*Selected extract*

******************************

The Australian Cyber Security Centre responded to almost 2300 cyber security incidents last year, including more than 400 at the federal government level - the largest proportion of any sector.

The finding is contained in the ‘ACSC annual cyber threat report’ [pdf], which provides a detailed breakdown of incidents last financial year and offers "best-practice" mitigation advice.
The report, released on Friday, reveals that the “ACSC responded to 2266 cyber security incidents” between July 2019 and June 2020, or around six incidents each day.
Together, the federal, state and territory governments reported 803 incidents - the largest proportion of incidents in any sector (35.4 percent).
Australia's critical infrastructure sectors, including electricity, water, health, communications and education, represented around 35 percent of reported incidents, according to the report.
ACSC put the “comparatively high volumes of reports” from the two levels of government down to their “close working relationship” with the agency and their willingness to report.
The federal government is planning to introduce legislation to force a critical infrastructure cyber resilience uplift by mid-2021, but is so far yet to detail plans for its own house.
The report also reveals most incidents were deemed ‘category five - moderate’ (828 incidents) or ‘category four - substantial’ (754 incidents) under the cyber incident categorisation matrix.

******************************

[Dataset entries]
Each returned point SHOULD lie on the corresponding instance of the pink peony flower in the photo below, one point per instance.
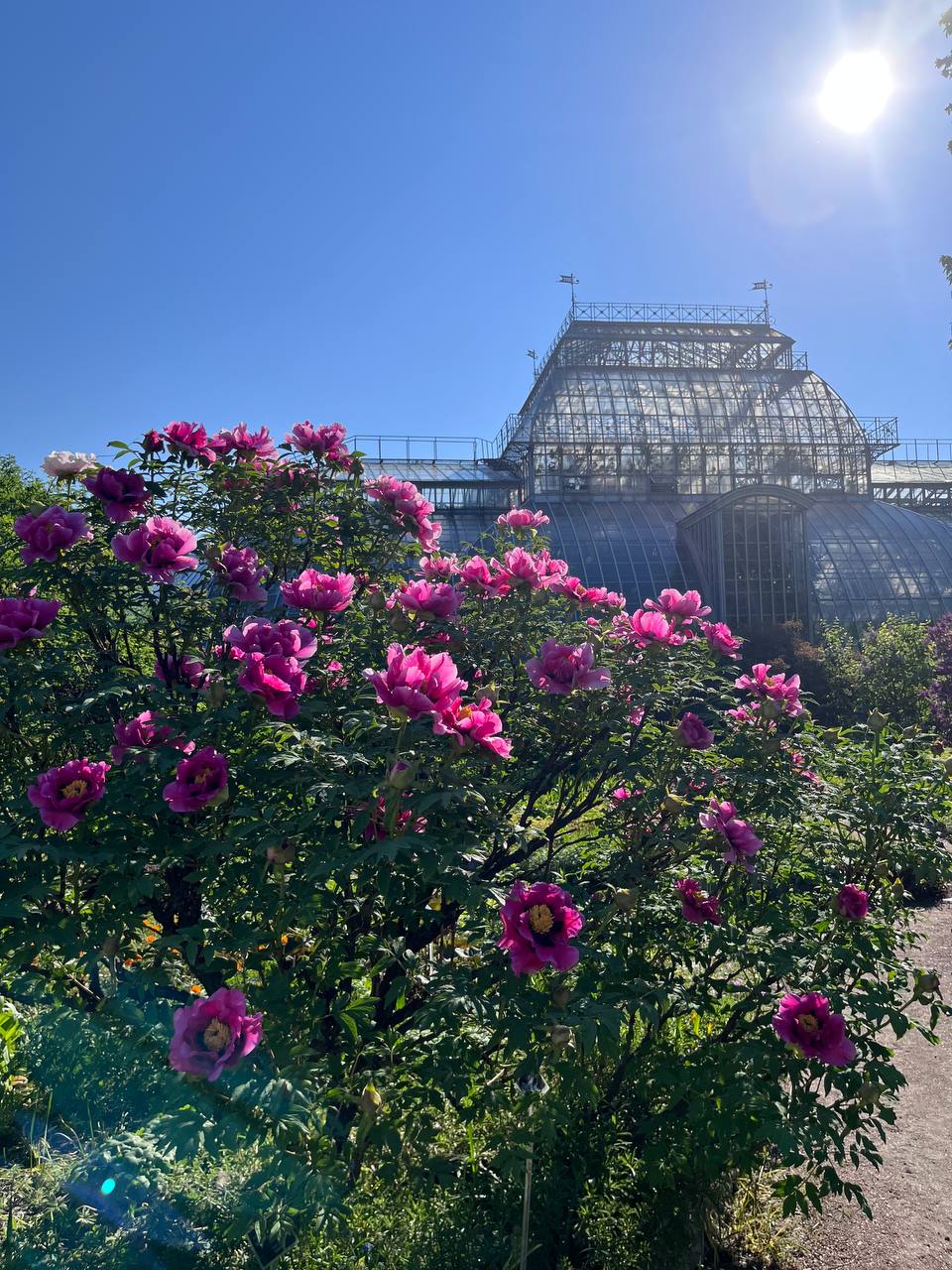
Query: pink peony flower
(694, 733)
(720, 639)
(66, 463)
(520, 518)
(416, 684)
(807, 1024)
(438, 599)
(743, 843)
(24, 619)
(278, 680)
(241, 572)
(258, 635)
(122, 493)
(537, 924)
(145, 731)
(476, 575)
(674, 603)
(190, 441)
(200, 780)
(472, 724)
(213, 1033)
(62, 794)
(561, 668)
(318, 592)
(159, 548)
(50, 532)
(852, 902)
(244, 444)
(696, 906)
(326, 443)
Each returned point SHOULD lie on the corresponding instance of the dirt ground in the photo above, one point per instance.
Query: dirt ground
(911, 1194)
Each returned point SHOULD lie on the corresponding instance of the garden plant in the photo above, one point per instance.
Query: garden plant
(349, 874)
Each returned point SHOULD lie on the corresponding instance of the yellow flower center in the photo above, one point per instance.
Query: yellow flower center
(540, 919)
(216, 1035)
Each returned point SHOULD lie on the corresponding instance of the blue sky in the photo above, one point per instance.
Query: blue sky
(230, 211)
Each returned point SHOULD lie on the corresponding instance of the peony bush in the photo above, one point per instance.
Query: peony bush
(399, 864)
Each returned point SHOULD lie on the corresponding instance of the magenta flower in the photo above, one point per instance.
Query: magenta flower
(200, 780)
(694, 733)
(476, 575)
(472, 725)
(743, 843)
(145, 731)
(416, 684)
(24, 619)
(560, 668)
(537, 924)
(278, 680)
(674, 603)
(696, 906)
(326, 443)
(191, 441)
(521, 518)
(807, 1024)
(647, 629)
(244, 444)
(213, 1033)
(318, 592)
(159, 548)
(122, 493)
(50, 532)
(63, 794)
(258, 635)
(438, 599)
(243, 572)
(852, 902)
(720, 639)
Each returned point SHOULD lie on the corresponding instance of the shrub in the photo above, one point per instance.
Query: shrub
(276, 804)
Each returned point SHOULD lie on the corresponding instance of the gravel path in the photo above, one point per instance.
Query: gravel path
(911, 1194)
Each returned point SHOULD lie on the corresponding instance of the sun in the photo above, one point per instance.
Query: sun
(856, 90)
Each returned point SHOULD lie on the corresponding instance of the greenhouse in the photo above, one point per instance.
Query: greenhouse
(693, 445)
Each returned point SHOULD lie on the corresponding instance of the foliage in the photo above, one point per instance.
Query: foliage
(349, 883)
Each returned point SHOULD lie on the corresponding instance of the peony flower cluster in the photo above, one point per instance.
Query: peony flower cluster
(561, 668)
(778, 689)
(200, 780)
(212, 1034)
(122, 493)
(243, 572)
(809, 1025)
(537, 924)
(63, 794)
(50, 532)
(159, 549)
(743, 843)
(696, 906)
(318, 592)
(409, 508)
(24, 619)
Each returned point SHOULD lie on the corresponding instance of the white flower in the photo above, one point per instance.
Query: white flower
(62, 463)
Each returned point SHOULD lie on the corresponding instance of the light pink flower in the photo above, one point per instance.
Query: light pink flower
(472, 724)
(807, 1024)
(318, 592)
(537, 924)
(160, 548)
(50, 532)
(560, 668)
(212, 1034)
(416, 684)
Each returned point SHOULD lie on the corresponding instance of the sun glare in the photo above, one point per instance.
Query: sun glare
(856, 90)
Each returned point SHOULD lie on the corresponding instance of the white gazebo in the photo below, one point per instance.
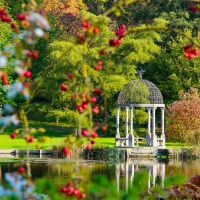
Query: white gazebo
(140, 93)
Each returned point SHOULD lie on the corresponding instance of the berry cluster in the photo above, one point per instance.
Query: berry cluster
(4, 78)
(66, 151)
(70, 190)
(120, 33)
(189, 52)
(98, 66)
(4, 17)
(28, 135)
(89, 30)
(193, 8)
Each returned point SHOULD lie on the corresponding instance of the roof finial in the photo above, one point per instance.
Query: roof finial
(140, 72)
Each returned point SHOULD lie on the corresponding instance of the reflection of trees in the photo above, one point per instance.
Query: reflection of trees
(0, 174)
(190, 168)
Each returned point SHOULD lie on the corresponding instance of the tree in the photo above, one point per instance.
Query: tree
(183, 119)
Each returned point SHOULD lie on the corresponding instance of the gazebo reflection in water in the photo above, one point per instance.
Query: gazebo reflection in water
(155, 169)
(140, 93)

******************************

*Your assignment*
Please write out the stretch of the cyber incidents article above from "The report, released" through "sector (35.4 percent).", word for word.

*Answer to the exercise*
The report, released on Friday, reveals that the “ACSC responded to 2266 cyber security incidents” between July 2019 and June 2020, or around six incidents each day.
Together, the federal, state and territory governments reported 803 incidents - the largest proportion of incidents in any sector (35.4 percent).